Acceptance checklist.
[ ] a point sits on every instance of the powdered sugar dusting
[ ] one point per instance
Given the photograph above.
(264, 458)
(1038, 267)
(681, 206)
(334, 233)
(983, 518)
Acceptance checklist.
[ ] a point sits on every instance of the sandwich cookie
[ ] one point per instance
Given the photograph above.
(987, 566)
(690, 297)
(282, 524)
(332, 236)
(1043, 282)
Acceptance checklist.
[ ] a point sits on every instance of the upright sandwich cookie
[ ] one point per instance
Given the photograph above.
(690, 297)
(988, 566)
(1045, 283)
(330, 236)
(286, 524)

****************

**TO BE DONE**
Your task is to repeat the data exactly; please include every line.

**ANSWER**
Acceptance checklist.
[ ] a point sits on every instance of the powdered sugar dusting
[ ] one point per instance
Given the photograph above.
(264, 458)
(1038, 267)
(681, 206)
(334, 233)
(983, 518)
Acceptance checklist.
[ ] a point sits on every instance of the sandwich cookie
[ ] one point per instance
Given the photograph above.
(987, 566)
(690, 297)
(282, 524)
(332, 236)
(1043, 282)
Acceptance checklist.
[ ] a point sits on every instance of the upright sandwich cookie
[ ] one point per instance
Given the photograph above.
(690, 297)
(988, 566)
(1045, 283)
(330, 236)
(286, 524)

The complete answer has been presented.